Recorded data
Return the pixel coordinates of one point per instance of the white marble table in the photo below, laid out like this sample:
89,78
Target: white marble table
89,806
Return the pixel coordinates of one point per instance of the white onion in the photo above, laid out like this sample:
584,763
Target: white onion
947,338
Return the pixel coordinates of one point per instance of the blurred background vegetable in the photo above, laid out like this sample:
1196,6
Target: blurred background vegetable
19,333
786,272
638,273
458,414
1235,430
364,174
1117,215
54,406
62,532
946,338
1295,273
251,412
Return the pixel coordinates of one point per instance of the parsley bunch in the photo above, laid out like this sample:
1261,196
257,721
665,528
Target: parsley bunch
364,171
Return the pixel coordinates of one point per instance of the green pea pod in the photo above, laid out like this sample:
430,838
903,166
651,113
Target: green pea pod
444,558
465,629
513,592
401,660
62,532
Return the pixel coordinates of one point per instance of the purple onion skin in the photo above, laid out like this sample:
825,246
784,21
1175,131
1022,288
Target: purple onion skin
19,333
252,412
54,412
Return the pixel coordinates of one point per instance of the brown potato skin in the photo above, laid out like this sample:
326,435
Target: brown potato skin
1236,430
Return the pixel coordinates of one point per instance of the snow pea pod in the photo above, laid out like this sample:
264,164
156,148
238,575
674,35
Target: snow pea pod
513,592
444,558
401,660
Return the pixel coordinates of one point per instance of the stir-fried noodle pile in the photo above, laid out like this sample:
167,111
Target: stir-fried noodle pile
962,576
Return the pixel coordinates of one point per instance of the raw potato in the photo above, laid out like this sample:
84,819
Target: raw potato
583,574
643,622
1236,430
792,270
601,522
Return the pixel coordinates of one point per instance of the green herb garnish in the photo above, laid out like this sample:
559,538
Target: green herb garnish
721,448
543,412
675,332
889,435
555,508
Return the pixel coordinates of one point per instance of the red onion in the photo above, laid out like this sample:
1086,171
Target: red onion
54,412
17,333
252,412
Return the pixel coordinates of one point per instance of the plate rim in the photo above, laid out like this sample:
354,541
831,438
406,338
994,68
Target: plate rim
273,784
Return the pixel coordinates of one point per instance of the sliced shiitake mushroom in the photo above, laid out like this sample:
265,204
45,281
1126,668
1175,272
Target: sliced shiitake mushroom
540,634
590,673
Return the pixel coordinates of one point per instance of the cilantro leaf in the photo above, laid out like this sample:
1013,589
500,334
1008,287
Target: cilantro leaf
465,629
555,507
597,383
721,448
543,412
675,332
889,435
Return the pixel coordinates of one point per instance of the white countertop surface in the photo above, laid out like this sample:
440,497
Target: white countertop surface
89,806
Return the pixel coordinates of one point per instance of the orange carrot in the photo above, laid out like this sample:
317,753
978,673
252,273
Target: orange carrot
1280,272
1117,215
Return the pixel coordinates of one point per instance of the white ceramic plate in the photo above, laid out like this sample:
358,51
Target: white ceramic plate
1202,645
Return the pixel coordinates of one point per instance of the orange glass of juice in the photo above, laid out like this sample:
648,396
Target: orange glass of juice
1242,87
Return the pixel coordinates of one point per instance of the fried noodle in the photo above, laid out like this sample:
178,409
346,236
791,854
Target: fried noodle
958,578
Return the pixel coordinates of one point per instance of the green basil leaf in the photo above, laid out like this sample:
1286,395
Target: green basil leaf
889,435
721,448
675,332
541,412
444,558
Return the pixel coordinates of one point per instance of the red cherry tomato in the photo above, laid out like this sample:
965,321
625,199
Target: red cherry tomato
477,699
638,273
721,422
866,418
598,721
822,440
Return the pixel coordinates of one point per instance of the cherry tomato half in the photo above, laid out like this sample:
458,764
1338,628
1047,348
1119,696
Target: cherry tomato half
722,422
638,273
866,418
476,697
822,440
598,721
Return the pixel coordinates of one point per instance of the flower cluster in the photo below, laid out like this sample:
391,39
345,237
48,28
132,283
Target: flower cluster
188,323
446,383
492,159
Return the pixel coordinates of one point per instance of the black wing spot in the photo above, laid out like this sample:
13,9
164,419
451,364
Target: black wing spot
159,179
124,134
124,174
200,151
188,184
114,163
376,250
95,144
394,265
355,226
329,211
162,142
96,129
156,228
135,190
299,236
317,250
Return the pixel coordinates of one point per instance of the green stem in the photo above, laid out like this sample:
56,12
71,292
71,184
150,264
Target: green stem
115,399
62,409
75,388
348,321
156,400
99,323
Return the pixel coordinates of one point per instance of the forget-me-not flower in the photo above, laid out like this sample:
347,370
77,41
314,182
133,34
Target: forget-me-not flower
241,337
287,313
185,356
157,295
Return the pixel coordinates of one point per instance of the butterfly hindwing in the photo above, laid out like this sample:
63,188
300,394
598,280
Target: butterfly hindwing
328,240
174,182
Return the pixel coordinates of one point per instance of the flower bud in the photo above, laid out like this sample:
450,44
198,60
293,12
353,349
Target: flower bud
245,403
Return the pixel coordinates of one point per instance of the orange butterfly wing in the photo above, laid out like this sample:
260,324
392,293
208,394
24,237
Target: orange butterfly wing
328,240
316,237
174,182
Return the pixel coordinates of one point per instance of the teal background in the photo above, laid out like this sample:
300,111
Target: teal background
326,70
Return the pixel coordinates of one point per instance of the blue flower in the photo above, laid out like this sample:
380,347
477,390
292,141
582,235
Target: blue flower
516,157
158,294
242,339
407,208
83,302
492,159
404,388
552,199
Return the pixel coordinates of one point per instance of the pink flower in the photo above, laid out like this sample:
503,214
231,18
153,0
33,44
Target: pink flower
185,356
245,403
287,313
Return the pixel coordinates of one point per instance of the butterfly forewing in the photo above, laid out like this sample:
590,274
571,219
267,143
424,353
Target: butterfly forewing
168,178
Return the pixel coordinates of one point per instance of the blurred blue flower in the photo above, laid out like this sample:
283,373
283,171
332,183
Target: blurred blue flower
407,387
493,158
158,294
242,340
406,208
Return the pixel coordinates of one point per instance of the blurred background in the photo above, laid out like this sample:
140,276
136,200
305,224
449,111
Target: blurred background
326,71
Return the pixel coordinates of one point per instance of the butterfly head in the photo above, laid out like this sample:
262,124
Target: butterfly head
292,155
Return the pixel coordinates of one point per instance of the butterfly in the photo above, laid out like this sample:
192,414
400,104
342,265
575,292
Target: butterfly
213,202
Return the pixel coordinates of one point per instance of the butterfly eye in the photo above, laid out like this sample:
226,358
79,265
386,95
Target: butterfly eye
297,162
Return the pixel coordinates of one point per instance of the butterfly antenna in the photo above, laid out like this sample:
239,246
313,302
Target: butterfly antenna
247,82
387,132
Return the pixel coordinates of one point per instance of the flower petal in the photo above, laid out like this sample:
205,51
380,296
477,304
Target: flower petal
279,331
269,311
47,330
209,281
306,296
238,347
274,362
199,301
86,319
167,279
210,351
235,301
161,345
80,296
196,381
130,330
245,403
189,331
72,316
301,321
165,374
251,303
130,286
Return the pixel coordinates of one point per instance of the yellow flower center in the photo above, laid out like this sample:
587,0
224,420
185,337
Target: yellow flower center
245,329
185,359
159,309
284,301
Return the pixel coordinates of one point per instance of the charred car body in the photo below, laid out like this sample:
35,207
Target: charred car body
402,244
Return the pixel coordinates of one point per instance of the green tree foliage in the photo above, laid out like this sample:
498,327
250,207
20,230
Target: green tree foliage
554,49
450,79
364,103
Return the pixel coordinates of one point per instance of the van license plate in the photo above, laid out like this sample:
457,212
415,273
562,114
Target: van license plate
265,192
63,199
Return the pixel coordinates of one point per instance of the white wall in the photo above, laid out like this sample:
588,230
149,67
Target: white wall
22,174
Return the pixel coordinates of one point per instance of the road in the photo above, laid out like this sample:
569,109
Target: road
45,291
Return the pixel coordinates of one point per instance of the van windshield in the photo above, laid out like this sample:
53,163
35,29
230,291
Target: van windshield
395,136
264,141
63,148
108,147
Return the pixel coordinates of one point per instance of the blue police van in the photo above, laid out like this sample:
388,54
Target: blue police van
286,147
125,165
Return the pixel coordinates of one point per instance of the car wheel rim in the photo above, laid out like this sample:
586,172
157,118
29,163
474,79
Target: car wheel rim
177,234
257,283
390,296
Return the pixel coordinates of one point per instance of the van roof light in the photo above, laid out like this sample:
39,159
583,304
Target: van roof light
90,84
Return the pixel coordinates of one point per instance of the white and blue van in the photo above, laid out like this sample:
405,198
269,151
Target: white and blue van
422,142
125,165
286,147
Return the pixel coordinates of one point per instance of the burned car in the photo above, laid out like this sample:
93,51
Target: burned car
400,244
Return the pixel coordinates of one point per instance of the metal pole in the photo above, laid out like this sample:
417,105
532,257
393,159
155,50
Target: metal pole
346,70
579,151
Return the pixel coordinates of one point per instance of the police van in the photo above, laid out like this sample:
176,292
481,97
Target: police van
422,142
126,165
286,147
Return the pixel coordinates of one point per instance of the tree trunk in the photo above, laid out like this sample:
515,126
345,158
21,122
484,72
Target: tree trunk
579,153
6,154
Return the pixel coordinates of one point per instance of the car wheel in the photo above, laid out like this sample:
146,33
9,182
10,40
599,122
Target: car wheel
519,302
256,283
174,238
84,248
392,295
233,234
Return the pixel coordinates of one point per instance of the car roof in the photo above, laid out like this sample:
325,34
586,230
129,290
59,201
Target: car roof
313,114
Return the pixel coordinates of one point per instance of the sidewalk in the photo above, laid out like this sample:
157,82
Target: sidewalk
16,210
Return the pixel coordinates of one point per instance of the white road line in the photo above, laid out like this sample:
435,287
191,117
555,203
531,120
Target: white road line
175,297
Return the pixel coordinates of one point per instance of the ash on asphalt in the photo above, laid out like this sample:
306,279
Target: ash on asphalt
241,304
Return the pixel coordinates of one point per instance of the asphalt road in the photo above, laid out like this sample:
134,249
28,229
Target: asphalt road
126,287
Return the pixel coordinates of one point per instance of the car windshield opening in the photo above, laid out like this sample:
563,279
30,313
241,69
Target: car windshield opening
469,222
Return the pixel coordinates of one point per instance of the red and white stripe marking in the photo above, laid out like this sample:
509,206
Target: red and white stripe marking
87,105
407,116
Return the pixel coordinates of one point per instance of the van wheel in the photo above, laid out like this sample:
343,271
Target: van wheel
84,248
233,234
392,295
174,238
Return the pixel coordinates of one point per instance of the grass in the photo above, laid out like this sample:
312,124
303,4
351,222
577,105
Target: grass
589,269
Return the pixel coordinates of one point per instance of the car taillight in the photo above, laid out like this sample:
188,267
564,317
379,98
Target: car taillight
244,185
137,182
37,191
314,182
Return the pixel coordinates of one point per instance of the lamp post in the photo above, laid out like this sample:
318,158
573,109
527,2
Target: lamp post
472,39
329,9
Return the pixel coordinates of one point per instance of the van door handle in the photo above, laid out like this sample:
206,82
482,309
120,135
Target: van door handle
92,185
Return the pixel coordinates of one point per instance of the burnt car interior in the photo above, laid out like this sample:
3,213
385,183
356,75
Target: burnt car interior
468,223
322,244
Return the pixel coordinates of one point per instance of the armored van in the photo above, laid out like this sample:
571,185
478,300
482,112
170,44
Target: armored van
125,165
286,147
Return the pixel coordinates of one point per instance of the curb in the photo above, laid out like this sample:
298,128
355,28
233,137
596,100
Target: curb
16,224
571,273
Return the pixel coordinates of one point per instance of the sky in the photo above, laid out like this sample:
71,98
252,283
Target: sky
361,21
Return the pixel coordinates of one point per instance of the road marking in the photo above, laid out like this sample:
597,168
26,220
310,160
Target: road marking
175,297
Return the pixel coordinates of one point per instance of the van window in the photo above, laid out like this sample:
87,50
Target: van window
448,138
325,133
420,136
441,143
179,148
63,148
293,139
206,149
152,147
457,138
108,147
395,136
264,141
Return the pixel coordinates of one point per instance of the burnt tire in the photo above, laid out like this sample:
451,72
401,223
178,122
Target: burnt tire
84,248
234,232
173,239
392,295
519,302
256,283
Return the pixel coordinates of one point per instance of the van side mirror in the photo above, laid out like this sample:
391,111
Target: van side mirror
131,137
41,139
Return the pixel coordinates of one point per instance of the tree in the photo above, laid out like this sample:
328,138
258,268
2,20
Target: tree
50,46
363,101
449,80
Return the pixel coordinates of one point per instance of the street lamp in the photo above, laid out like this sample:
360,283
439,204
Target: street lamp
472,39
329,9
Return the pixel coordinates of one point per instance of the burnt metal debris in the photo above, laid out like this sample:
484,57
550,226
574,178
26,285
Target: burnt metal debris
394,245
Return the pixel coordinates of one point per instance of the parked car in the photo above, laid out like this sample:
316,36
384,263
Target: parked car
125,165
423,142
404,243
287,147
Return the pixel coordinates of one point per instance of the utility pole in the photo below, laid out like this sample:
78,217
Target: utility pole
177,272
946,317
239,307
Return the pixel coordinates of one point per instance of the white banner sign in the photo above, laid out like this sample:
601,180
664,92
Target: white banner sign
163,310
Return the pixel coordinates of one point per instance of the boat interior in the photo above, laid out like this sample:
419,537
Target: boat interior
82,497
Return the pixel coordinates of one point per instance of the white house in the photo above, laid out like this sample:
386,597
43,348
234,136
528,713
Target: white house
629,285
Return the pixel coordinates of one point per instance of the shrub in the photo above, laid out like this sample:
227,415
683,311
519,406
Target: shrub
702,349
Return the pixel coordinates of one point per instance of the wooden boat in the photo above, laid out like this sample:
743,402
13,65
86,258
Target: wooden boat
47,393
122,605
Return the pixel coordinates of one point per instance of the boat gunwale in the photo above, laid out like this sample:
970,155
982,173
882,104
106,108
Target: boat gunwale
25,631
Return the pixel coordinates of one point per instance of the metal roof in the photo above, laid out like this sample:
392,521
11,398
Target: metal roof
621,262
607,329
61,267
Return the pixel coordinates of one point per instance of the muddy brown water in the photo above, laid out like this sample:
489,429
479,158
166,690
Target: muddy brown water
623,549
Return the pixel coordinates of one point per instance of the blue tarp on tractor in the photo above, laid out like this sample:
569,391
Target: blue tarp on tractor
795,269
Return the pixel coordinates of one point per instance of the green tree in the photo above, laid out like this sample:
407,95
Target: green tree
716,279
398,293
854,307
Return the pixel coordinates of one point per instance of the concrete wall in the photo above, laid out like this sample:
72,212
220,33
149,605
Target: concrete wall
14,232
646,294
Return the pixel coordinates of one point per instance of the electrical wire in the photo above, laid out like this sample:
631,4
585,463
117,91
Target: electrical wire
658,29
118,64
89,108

## WHAT NEEDS TO BE DONE
For this exercise, please retype exactly the lines in the listing from the line with "of the shrub" through its last line, both ends included.

## EXERCISE OUTPUT
Return the pixel coordinates of one point per instance of the shrub in the photo above, laid out like this sample:
227,415
683,311
519,406
Target: shrub
702,349
Return the pixel coordinates of one point per instance of the wooden boat in the photo above, laid out like this sample:
743,402
13,65
86,258
Target: wooden boat
47,393
122,605
Return the pixel coordinates of one point per instance of the boat gunwale in the photo above, laid out like this sample:
970,155
982,173
882,104
106,108
Target: boat gunwale
25,631
Return the pixel coordinates of one point per instance of the metal roof in the photo above, laid out like this sample:
392,521
11,398
Target: metal roof
621,262
607,329
61,267
Return the pixel coordinates of one point per instance of the muddy brown water in the photo above, laid out like this sample:
489,429
479,158
166,690
Target: muddy brown water
623,549
Return the pixel coordinates of one point per instance of the blue tarp on tractor in the photo above, laid out like this sample:
569,391
Target: blue tarp on tractor
795,269
Return the pixel coordinates of one point per instance of the green tree in the photo above, laid out like this sample:
407,95
Target: green tree
716,279
398,293
854,307
Return the pixel coordinates of one point per instance of the concrete wall in the photo above, laid out like this sample:
72,212
220,33
149,605
Target: concrete wall
14,232
646,294
Return the pixel coordinates of one point per instance of the electrical wire in the photo above, laid out like this sample:
631,4
585,463
117,91
Target: electrical wire
658,29
118,64
89,108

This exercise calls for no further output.